# DOCUMENT PASSAGE

Last Updated on 15 June 2021 by Showcall Editorial Team
The Tide, Run It Back and A Place for We feature in Talawa Theatre Company’s new season of plays to be staged around London

Talawa Theatre Company is celebrating its 35th anniversary with a new season of plays by black British writers to be staged in performance spaces around London.
In August, it will present its first outdoor production when it brings back The Tide, a collaboration between choreographer Jade Hackett and writer Ryan Calais Cameron. It explores the narratives and experiences of migration within the UK while holding a mirror up to an evolving British culture.
After wowing festival audiences in 2019, The Tide will play in Croydon and at Greenwich+Docklands International Festival which runs from 27 August to 11 September. It is a co-production with Festival.org and Breakin’ Convention and is supported by Without Walls.
Talawa is also reviving Run It Back which immerses the audience in black British club culture with dance, physical theatre and a live set from DJ and turntablist Psykhomantus. Conceived and directed by Coral Messam, it was created with Gail Babb and co-devised by TYPT:18. After its original run was postponed due to the pandemic, it will run at Fairfield Halls in Croydon from 2 to 18 September.
This autumn, Talawa and Park Theatre in north London present their co-production of Archie Maddocks’ A Place for We, directed by Talawa’s artistic director, Michael Buffong. Set in a funeral parlour in Brixton, it tells the story of London’s changing communities over three very different generations.
In the wake of the Windrush scandal, Maddocks’ bittersweet comedy holds a mirror up to the ever-changing face of London’s communities in search of their common beating heart.
More details of all these productions will be announced soon.
Talawa is starting its season with Talawa Firsts, featuring staged readings of work by fresh black creative voices. With pay-what-you-can booking via talawa.com, they will be live streamed.
The first staged readings will be on 8 July with new work by Manchester-based playwright and film-maker William Nyerere Plastow and writer, performer and long-standing Talawa artist, Natasha Marshall.

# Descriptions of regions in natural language

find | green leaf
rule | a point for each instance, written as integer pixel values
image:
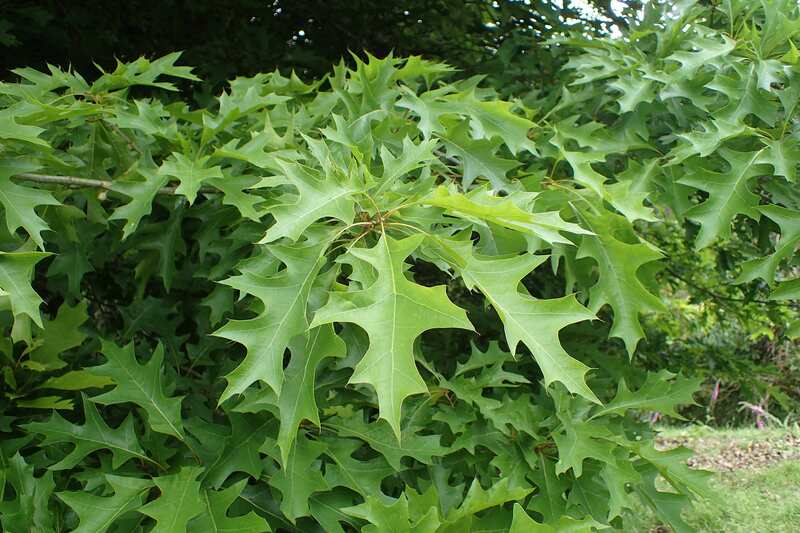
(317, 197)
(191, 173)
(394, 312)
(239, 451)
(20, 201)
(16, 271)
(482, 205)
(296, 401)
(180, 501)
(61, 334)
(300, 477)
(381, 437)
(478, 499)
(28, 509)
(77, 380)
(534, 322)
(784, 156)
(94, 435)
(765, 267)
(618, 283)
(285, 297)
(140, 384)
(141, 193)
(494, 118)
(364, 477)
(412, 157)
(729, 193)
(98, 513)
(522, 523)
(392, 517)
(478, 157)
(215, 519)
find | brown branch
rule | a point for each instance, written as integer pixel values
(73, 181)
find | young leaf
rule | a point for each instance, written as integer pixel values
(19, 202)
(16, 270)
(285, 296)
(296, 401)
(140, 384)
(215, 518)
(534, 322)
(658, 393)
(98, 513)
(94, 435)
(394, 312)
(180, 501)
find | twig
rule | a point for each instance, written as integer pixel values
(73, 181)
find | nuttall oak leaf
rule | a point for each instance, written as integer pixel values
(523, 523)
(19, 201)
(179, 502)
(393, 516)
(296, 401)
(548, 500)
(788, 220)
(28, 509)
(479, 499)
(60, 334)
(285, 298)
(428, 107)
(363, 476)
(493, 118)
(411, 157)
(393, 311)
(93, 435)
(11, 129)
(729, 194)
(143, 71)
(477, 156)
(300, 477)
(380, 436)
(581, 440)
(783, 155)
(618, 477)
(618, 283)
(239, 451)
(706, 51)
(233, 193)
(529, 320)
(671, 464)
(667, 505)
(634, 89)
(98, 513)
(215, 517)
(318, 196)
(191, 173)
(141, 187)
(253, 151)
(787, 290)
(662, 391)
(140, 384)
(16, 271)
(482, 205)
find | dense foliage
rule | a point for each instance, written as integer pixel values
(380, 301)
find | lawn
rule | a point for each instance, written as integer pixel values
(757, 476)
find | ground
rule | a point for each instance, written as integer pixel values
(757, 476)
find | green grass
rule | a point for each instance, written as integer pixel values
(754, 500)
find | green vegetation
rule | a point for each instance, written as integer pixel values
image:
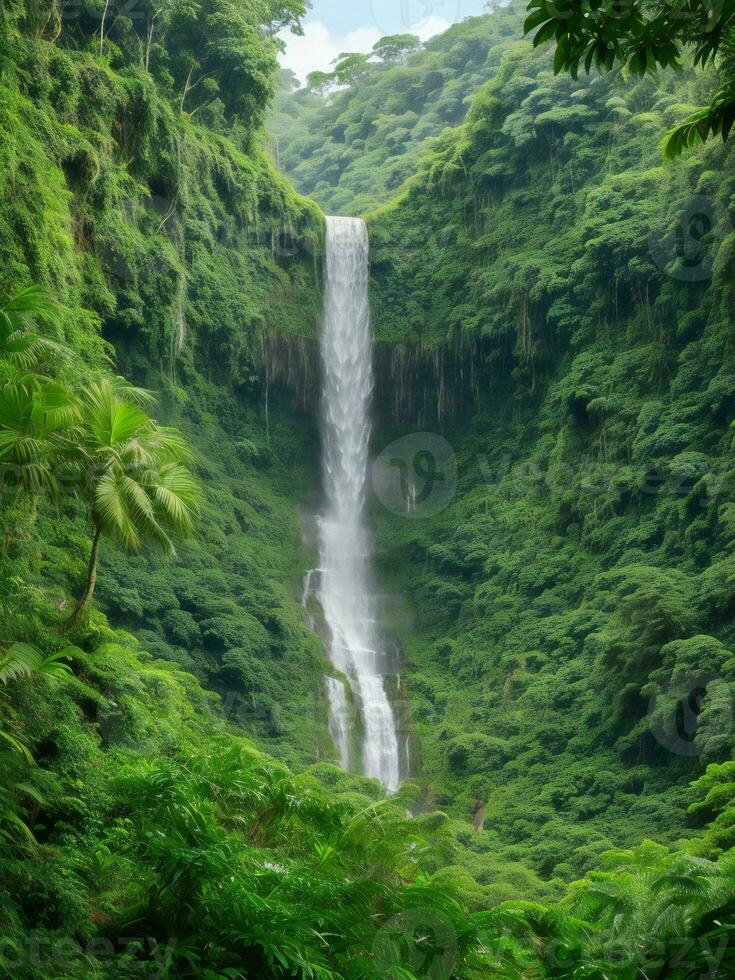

...

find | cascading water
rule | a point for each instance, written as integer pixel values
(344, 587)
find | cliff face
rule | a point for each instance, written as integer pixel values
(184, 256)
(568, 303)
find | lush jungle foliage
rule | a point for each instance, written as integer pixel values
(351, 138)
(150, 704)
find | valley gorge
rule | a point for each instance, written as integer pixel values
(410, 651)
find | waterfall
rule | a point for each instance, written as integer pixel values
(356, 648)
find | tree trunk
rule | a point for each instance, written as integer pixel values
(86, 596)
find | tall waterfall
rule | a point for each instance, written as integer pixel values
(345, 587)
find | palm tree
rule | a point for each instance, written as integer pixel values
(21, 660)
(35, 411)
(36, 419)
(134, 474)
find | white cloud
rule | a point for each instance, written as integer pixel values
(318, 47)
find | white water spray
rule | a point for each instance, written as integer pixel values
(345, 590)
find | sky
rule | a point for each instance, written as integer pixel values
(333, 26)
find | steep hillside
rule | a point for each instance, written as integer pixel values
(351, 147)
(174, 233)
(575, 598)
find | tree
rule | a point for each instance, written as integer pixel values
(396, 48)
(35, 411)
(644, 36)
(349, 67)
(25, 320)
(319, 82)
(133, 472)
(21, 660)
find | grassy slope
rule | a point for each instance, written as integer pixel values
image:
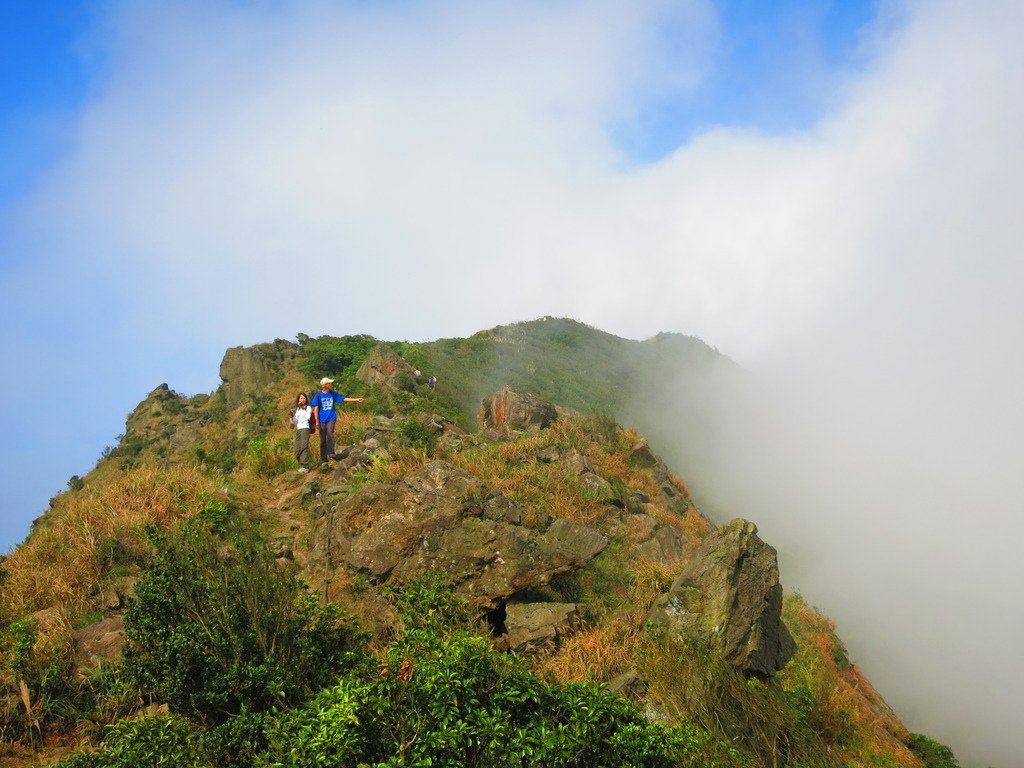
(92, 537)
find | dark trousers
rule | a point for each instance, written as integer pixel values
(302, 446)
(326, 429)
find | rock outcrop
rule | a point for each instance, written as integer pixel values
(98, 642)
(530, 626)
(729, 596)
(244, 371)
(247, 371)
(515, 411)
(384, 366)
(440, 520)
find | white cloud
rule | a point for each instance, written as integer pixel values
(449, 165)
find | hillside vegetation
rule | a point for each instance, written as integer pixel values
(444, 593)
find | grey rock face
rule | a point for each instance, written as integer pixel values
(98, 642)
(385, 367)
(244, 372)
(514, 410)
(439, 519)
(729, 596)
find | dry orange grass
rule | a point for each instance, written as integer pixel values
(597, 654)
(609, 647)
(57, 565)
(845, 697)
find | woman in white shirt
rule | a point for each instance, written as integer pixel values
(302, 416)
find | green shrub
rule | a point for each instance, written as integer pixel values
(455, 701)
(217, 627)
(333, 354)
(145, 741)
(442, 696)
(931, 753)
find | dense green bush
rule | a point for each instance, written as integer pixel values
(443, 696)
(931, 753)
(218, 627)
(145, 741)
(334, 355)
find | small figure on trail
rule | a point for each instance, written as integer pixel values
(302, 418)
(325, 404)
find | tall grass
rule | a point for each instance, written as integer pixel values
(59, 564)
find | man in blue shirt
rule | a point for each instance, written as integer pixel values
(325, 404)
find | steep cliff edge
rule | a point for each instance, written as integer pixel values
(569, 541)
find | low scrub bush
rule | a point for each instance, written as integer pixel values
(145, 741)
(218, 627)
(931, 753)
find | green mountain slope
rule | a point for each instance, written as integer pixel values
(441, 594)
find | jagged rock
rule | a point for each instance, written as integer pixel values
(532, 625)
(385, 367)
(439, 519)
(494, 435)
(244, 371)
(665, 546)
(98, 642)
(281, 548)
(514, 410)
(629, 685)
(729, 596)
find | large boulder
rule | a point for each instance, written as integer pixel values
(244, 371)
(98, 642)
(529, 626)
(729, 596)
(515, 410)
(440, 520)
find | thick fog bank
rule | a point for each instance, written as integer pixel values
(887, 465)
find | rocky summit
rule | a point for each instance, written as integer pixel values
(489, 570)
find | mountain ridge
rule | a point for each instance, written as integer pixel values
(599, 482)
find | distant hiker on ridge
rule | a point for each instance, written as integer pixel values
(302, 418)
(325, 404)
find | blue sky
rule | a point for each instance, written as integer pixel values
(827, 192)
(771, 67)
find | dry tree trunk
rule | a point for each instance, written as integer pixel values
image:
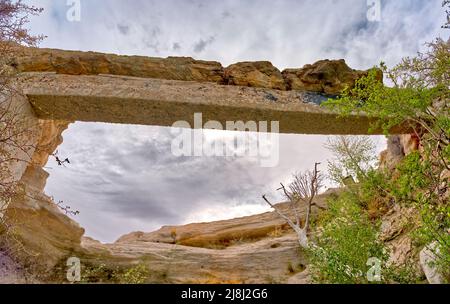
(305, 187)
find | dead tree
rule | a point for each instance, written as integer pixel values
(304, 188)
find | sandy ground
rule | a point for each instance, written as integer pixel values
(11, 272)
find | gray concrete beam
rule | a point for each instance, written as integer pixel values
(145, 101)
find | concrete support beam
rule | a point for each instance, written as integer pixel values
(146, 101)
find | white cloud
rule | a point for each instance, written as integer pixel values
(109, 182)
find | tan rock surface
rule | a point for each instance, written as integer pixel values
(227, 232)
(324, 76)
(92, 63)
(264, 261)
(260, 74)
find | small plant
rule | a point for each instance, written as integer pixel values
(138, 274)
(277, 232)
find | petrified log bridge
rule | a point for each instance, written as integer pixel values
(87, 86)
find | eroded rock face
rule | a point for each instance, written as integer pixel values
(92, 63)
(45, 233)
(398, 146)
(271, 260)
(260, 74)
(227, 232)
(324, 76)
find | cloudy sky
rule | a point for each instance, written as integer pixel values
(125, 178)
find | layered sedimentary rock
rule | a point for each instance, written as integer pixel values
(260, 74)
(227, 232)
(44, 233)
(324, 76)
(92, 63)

# PROBLEM A
Answer these questions from the article on Talawa Theatre Company's anniversary season:
(i) Where is A Place for We set?
(ii) Who provides the live set in Run It Back?
(iii) On what date are the first Talawa Firsts staged readings?
# PROBLEM B
Write the next part of the article on Talawa Theatre Company's anniversary season, picking up after its final sentence.
The records were drawn from a separate source.

# WRITTEN REPLY A
(i) A funeral parlour in Brixton.
(ii) DJ and turntablist Psykhomantus.
(iii) 8 July.

# WRITTEN REPLY B
In Terror Management Theory, Plastow traces the cracks in the marriage of businesswoman Violet and ex-soldier Chris when Violet’s abusive ex-boyfriend Kwame comes to dinner with an unexpected guest.
In The Smiley Show, Marshall takes us into Mr and Mrs Smiley’s happy life with their daughter, Lucky. But things are far from perfect: a clown keeps appearing to tell Lucky twisted fairy tales and leading her to believe things aren’t what they seem.
Staged readings on 15 July will be new plays from Manchester-based writer, performance artist and producer Keisha Thompson and writer and producer Juliana Ayeni Stevens.
Thompson’s 14% follows Nadia and Tony as they attempt to quantify their Britishness in a spiralling double narrative set within a claustrophobic train carriage.
Ayeni Stevens’ Work This Pussy introduces us to Kitz, a black British Nigerian who is proud to be from Essex and is unafraid to talk about her sexuality, her childhood, her culture and her faith. After years of suppressing her sexual identity, she’s on a path to tackle those cultural, social and religious conditions to finally face who she really is. But how real is her life?
Alongside the staged readings, Talawa Firsts will offer opportunities and workshops for black artists, creatives and communities to learn about and explore theatre making.
As a leading British black theatre company, Talawa have established a track record of producing work that shines a spotlight on black artists, mounting more than 50 productions since being set up in 1986.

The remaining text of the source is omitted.